(SOURCE PASSAGE):
--- BEGIN ---

Your Very Own Messaging Service

Now that we have real storage at our disposal, some real apps would be nice. One of the first things that come to mind when I think about data I'd like to protect is the history of my private conversations, where most spontaneous interactions happen and most ideas get forgotten

If you're a old school person wishing to host your own messaging, I bet you'd go for IRC or XMPP. But I'm more of a late millennial, so it's easier to get drawn to fancy stuff like Matrix, a protocol for federated communication

"And what's federation?", you may ask. Well, to this day, the best video about it I've seen is the one from Simply Explained. Even though it's focused on Mastodon and the Fediverse (We'll get there eventually), the same concepts apply:

As any open protocol, the Matrix specification has a number of different implementations, most famously Synapse (Python) and Dendrite (Go). I've been, however, particularly endeared to Conduit, a lightweight Matrix server written in Rust. Here I'll show the deployment configuration as recommended by its maintainer, Timo Kösters:

kind: PersistentVolumeClaim       # Storage requirements component
apiVersion: v1
metadata:
  name: conduit-pv-claim          
  namespace: choppa
  labels:
    app: conduit
spec:
  storageClassName: nfs-big       # The used storage class (1TB drive)

--- END ---

(TASK DESCRIPTION):
Please answer these questions using the messaging-service passage above.
1. Which two implementations of the Matrix specification does the passage call the most famous?
2. Who maintains Conduit?
3. What storage class name does the configuration specify?

(DATA LINES):
--- BEGIN ---

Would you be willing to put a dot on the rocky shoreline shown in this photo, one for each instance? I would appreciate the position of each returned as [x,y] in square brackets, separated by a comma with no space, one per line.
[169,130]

--- END ---

(TASK RESPONSE):
1. Synapse (Python) and Dendrite (Go)
2. Timo Kösters
3. nfs-big